Task requirements:
- 1) In the passage below on section 52, how did Gummow J say a reasonable person is ordinarily understood?
- 2) List every case the passage below on section 52 names.

Given text:
The Full Federal Court disagreed.[74] In doing so, Jacobson and Bennett JJ conflated the quantitative and the qualitative aspects of the criteria laid down in Campomar. The Full Federal Court concluded that a finding that reasonable members of a class would be likely to be misled carried with it the determination that a significant number of recipients of a representation would be misled. On appeal, the High Court endorsed this approach.[75]

National Exchange, in our view, demonstrates that the quantum issue is not a particularly important one, and we believe it is unlikely to have much influence on the outcome of future decisions. In National Exchange the Full Federal Court disagreed with Finklestein J’s analysis of the law, but nevertheless concluded that this did not affect the ultimate conclusion. On appeal to the High Court Gummow J agreed. The prevailing view appears to be that a significant portion of the public must be misled before s 52 is contravened.[76]

Nevertheless, this requirement is not a difficult hurdle to overcome. As Gummow J emphasised, s 52 can be breached without proof of actual deception. The section applies where conduct is misleading or deceptive or ‘likely’ to mislead or deceive an ordinary or reasonable person. In the words of Gummow J, a ‘reasonable person is ordinarily understood to be significantly numerous.’[77] Thus, if it is found that a ‘reasonable’ or ‘ordinary’ consumer is likely to be misled by the conduct of the respondent, then it can be assumed that a significant number of consumers will be misled. This approach appears to settle any dilemma relating to the quantum issue.[78]

As these two preliminary issues appear to have been resolved, we now return to the main focus of our article.

C. The Criterion Issue

The debate surrounding the application of the criterion issue in a mass marketing context is in part due to the fact that s 52 is written in broad language. This was recognised by Gibbs CJ in Parkdale:

The words of sec. 52 have been said to be clear and unambiguous… Nevertheless they are productive of considerable difficulty when it becomes necessary to apply them to the facts of particular cases. Like most general precepts framed in abstract terms, the section affords little practical guidance to those who seek to arrange their activities so that they will not offend against its provisions. [79]

A consequence of this is that one is left with the feeling that some of the decisions relating to s 52 in cases involving the mass marketing of goods or services are based on impression, or a judge’s intuitive assessment of the facts.[80] This partly explains the courts’ reluctance to attach a great deal of weight to expert evidence.[81]

The debate has not been quelled by Campomar. In fact, if anything, it has been further fuelled, due to the failure to acknowledge a difference between the ‘reasonable’ and ‘ordinary’ person criterion. We believe there is an important distinction to be made between the ‘reasonable’ and the ‘ordinary’ or credulous consumer. This distinction is illustrated by the finding in Gillette. As previously indicated, the Full Federal Court’s conclusion that the advertisement was not misleading or deceptive seems to have been based on standards expected of the reasonable or sophisticated consumer, rather than the ordinary consumer.

This can be contrasted with the strong view of Finklestein J on this topic, as evidenced in National Exchange. His Honour reiterated this view in Domain Names.

Information given:

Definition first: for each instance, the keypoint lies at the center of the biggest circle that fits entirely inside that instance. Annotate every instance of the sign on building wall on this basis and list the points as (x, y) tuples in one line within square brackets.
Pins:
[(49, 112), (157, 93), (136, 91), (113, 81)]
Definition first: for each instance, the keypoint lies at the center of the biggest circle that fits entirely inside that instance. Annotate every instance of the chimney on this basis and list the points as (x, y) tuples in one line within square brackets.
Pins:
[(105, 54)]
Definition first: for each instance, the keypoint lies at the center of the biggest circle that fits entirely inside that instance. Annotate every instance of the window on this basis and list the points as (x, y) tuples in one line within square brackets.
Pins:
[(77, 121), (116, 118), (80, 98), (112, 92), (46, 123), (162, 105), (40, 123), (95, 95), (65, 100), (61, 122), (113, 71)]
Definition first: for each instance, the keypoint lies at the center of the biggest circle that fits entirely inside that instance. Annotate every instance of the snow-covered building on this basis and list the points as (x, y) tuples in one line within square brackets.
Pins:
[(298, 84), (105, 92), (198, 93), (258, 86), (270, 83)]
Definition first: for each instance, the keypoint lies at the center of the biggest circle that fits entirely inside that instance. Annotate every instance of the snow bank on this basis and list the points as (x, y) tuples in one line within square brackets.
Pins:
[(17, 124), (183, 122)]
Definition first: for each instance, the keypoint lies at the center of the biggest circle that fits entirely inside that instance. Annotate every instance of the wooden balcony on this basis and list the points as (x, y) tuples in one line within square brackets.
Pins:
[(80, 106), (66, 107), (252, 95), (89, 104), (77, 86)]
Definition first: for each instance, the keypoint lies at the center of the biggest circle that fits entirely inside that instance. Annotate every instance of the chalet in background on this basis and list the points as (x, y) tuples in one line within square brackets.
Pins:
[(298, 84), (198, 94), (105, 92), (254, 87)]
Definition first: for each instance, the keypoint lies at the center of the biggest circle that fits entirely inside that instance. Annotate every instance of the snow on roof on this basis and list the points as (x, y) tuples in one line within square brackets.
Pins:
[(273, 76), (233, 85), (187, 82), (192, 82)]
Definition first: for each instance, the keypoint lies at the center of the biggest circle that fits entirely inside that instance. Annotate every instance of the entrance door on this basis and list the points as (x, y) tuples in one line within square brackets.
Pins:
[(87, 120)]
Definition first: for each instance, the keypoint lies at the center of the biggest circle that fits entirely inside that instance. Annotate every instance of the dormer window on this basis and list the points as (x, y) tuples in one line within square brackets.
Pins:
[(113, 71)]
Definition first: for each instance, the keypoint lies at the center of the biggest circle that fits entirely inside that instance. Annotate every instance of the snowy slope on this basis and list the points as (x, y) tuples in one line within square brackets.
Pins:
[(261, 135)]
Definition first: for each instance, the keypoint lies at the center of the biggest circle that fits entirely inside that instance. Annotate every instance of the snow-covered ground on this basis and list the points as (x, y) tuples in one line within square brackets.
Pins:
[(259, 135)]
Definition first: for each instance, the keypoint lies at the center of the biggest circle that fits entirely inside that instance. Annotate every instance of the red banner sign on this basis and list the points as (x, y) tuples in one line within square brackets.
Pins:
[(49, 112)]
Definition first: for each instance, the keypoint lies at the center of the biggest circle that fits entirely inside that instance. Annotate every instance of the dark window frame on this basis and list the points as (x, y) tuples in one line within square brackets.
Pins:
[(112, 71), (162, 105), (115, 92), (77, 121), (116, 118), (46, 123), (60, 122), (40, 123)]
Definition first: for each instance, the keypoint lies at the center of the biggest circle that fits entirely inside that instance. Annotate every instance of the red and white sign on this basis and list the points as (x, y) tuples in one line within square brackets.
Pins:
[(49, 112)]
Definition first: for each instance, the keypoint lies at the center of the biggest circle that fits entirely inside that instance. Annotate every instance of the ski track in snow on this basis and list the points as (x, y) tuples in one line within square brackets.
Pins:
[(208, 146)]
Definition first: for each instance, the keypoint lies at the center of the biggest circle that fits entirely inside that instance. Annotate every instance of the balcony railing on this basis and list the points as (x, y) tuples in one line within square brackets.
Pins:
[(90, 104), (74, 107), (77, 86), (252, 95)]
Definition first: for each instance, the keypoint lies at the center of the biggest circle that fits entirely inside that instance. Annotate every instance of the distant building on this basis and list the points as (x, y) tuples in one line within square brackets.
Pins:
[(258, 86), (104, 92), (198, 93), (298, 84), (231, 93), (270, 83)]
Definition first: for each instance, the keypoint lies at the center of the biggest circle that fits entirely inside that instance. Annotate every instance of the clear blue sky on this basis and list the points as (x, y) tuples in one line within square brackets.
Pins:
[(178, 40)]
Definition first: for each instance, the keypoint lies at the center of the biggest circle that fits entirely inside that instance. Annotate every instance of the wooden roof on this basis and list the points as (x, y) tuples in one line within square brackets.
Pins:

Task-by-task outputs:
- 1) As significantly numerous.

- 2) Campomar, National Exchange, Parkdale, Gillette, Domain Names